▸ SET PROBLEM: Reproduce every one of the items below word for word, leaving out the pictures.

>> Begin DATA LISTING

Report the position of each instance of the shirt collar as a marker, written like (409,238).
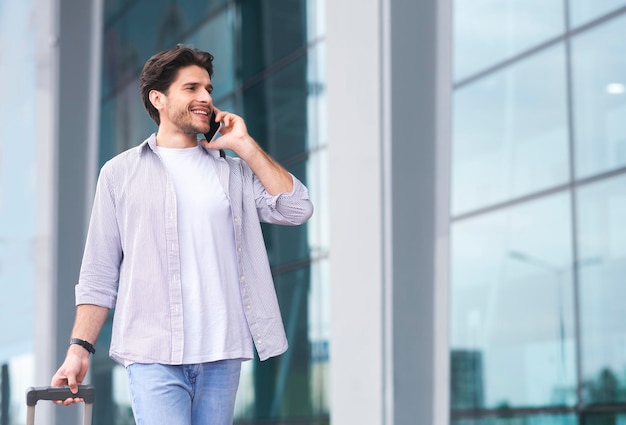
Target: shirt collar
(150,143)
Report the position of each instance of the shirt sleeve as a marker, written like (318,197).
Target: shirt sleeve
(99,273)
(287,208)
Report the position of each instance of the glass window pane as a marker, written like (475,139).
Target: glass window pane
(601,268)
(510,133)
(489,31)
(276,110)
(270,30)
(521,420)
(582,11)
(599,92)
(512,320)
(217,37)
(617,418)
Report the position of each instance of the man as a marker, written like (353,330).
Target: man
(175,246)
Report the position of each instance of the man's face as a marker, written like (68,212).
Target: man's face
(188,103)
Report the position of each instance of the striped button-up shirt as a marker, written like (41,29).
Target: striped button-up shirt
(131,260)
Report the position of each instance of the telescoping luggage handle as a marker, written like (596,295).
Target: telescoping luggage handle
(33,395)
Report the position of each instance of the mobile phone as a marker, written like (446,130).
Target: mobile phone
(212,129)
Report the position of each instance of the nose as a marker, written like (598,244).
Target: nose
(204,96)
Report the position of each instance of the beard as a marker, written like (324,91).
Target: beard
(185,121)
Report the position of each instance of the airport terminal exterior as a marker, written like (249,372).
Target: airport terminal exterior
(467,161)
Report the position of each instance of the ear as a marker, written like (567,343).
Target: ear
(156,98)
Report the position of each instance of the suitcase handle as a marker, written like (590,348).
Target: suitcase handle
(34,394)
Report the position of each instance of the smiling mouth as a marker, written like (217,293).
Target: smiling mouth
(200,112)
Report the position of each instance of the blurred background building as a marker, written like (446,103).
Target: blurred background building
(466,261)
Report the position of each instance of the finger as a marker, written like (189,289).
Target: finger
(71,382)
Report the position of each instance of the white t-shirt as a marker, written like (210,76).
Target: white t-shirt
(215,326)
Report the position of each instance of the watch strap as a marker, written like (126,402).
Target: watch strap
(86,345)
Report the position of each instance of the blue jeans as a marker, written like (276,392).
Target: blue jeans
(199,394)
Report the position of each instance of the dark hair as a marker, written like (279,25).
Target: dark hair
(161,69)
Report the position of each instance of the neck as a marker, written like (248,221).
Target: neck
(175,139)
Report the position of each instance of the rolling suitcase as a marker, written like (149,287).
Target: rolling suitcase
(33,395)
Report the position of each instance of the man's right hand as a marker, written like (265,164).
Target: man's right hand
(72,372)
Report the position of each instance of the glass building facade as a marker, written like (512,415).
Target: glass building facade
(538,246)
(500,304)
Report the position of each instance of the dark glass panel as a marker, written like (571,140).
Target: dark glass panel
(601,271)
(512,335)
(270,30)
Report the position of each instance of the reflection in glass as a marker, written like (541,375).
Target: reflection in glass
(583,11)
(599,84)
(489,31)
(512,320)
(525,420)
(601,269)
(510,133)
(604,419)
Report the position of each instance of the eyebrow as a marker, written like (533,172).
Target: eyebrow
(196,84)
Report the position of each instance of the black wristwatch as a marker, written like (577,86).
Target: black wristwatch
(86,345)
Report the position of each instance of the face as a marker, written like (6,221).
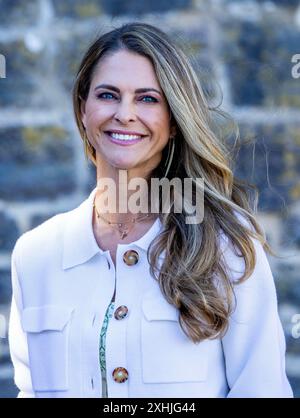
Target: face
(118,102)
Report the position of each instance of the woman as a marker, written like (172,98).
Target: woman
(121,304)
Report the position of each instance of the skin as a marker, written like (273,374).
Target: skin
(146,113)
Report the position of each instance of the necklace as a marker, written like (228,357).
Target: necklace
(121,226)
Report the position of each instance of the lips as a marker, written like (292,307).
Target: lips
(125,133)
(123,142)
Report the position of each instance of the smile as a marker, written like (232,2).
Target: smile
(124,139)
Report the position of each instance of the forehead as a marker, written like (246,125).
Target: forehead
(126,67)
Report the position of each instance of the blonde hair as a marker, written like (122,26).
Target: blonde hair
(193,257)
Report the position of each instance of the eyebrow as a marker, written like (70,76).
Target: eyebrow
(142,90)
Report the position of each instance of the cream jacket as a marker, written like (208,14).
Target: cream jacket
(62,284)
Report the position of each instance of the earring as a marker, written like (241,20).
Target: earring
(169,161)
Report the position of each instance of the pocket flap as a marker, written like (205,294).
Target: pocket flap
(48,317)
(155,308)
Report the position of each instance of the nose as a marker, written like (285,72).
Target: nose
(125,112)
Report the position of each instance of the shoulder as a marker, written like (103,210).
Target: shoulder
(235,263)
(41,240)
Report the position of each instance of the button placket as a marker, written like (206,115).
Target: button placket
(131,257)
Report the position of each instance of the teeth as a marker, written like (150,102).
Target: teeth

>> End DATA LISTING

▸ WRITTEN RESPONSE:
Report the position of each instance of the shirt collar as a marker, written like (409,238).
Target: shirt collar
(150,143)
Report the position of each instance of the shirt sleeve as a marker, written like (318,197).
Target: shirt sleeve
(99,273)
(287,208)
Report the position of each instance of the glass window pane as a marker, written like (475,139).
Target: glass window pane
(601,268)
(510,133)
(489,31)
(276,110)
(270,30)
(521,420)
(582,11)
(599,92)
(512,320)
(217,37)
(617,418)
Report the position of each instance of the man as a marker, written like (353,330).
Target: man
(175,246)
Report the position of each instance of the man's face as a marker, written like (68,212).
Target: man's face
(188,103)
Report the position of each instance of the striped button-up shirt as a marker, written like (41,29).
Target: striped button-up shirt
(131,260)
Report the position of each instance of the telescoping luggage handle as a marker, written like (596,295).
Target: telescoping luggage handle
(33,395)
Report the position of each instance of the mobile phone as a marker, written like (446,130).
Target: mobile phone
(212,129)
Report the position of each instance of the nose as a marker, written like (598,244).
Target: nose
(204,96)
Report the position of each instance of the beard as a marker, written like (324,91).
Target: beard
(185,121)
Report the position of each instance of the airport terminal exterior as a marker, written like (249,372).
Target: airport terminal exterior
(467,161)
Report the position of each instance of the ear as a marker, written like (567,343).
Target: ear
(156,98)
Report the position of each instance of the suitcase handle as a marker, written like (590,348).
Target: suitcase handle
(34,394)
Report the position of each instance of the smiling mouth as a marker, written like (217,293).
Target: smiling mouth
(200,112)
Report the position of each instance of the blurred background building as a marker, written like (446,103).
Target: blurred background building
(466,261)
Report the position of each instance of the finger as a marker, written like (189,289).
Target: finger
(71,382)
Report the position of each instance of the white t-shirt as a marker, written like (210,76).
Target: white t-shirt
(215,326)
Report the position of each instance of the watch strap as a marker, written like (126,402).
Target: watch strap
(86,345)
Report the position of each instance of the blue jeans as a marker, written like (276,392).
Target: blue jeans
(199,394)
Report the position of each instance of the dark hair as a marker, written like (279,25).
Target: dark hair
(161,69)
Report the position of each instance of the neck as a marker, written like (248,221).
Target: neck
(175,139)
Report the position of each instance of the rolling suitcase as a marker, written like (149,287).
Target: rolling suitcase
(33,395)
Report the position of each instance of the man's right hand as a marker, written like (265,164).
Target: man's right hand
(72,372)
Report the position of each instance of the glass building facade as a marker, written like (512,415).
Target: glass building facade
(538,246)
(500,304)
Report the position of each instance of the dark glass panel as a marker, written like (571,140).
Target: dark glass panel
(601,271)
(512,335)
(270,30)
Report the position of each instance of the reflection in glass as a marker, written like (541,375).
Target: reflection in glass
(583,11)
(599,84)
(489,31)
(512,320)
(525,420)
(601,269)
(510,133)
(604,419)
Report the position of each instance of the eyebrow as a marker, written like (533,172).
Target: eyebrow
(196,84)
Report the position of each instance of the black wristwatch as a marker, written like (577,86).
Target: black wristwatch
(86,345)
Report the position of each instance of the face as a marker, written like (6,221).
Target: face
(118,102)
Report the position of each instance of the woman as a marker, written like (172,98).
Target: woman
(121,304)
Report the position of each instance of the skin as a marker, written like (273,374).
Target: skin
(146,113)
Report the position of each instance of the necklace as a marker, written like (228,357).
Target: necklace
(121,226)
Report the position of each instance of the lips as a marker, written like (292,307).
Target: lips
(125,133)
(123,142)
Report the position of each instance of the smile as a marker, written like (232,2).
Target: smile
(124,139)
Report the position of each instance of the forehead as a marker, written like (246,125).
Target: forehead
(126,67)
Report the position of each instance of the blonde hair as a marker, written like (122,26).
Target: blonde hair
(193,257)
Report the position of each instance of the eyebrow as a marker, written like (70,76).
Target: eyebrow
(142,90)
Report the position of each instance of the cream jacket as a marker, written like (208,14).
Target: cream jacket
(62,284)
Report the position of each instance of the earring as a marker, written like (241,20).
Target: earring
(169,161)
Report the position of each instance of the pocket flap as a marker, written like (205,294).
Target: pocket flap
(48,317)
(155,308)
Report the position of each instance of the nose as a marker, written like (285,72).
Target: nose
(125,112)
Report the position of each instance of the shoulder as a marker, written like (103,210).
Target: shoulder
(235,263)
(41,240)
Report the position of each instance of the button placket as a marker, written like (206,115).
Target: button placket
(131,257)
Report the position of each instance of the teeth as a marker, written like (150,102).
Target: teeth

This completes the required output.